» RECORDS PROVIDED:
═══

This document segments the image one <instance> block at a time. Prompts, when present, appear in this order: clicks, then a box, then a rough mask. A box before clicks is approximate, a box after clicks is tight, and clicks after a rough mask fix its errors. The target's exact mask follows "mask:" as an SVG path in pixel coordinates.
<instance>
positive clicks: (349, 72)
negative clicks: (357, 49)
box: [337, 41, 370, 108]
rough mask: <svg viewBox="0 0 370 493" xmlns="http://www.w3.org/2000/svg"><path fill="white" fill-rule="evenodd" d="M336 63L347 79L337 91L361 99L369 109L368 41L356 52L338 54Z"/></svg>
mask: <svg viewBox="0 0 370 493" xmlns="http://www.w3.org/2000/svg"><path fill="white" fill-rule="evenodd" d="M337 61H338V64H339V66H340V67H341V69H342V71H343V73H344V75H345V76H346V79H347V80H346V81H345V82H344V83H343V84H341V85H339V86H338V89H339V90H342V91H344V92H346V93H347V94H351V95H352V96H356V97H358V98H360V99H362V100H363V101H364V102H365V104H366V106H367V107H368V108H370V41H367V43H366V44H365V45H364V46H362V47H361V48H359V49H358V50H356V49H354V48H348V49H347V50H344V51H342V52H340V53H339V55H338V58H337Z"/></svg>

═══

» ASSIGNMENT:
Return each line of the data above verbatim.

» ANSWER BOX:
This document segments the image one <instance> block at a time. Prompts, when present, appear in this order: clicks, then a box, then a rough mask. A box before clicks is approximate, a box after clicks is tight, and clicks after a rough mask fix its errors. The target's exact mask follows "mask:" as an SVG path in pixel coordinates.
<instance>
positive clicks: (349, 72)
negative clicks: (357, 49)
box: [337, 41, 370, 108]
rough mask: <svg viewBox="0 0 370 493" xmlns="http://www.w3.org/2000/svg"><path fill="white" fill-rule="evenodd" d="M336 63L347 79L337 91L361 99L369 109L368 41L356 52L338 54Z"/></svg>
mask: <svg viewBox="0 0 370 493" xmlns="http://www.w3.org/2000/svg"><path fill="white" fill-rule="evenodd" d="M337 61H338V64H339V66H340V67H341V69H342V71H343V73H344V75H345V76H346V79H347V80H346V81H345V82H344V83H343V84H341V85H339V86H338V89H339V90H342V91H344V92H346V93H347V94H351V95H352V96H356V97H358V98H360V99H362V100H363V101H364V102H365V104H366V106H367V107H368V108H370V41H367V43H366V44H365V45H364V46H362V47H361V48H359V49H358V50H356V49H354V48H348V49H347V50H344V51H342V52H340V53H339V55H338V58H337Z"/></svg>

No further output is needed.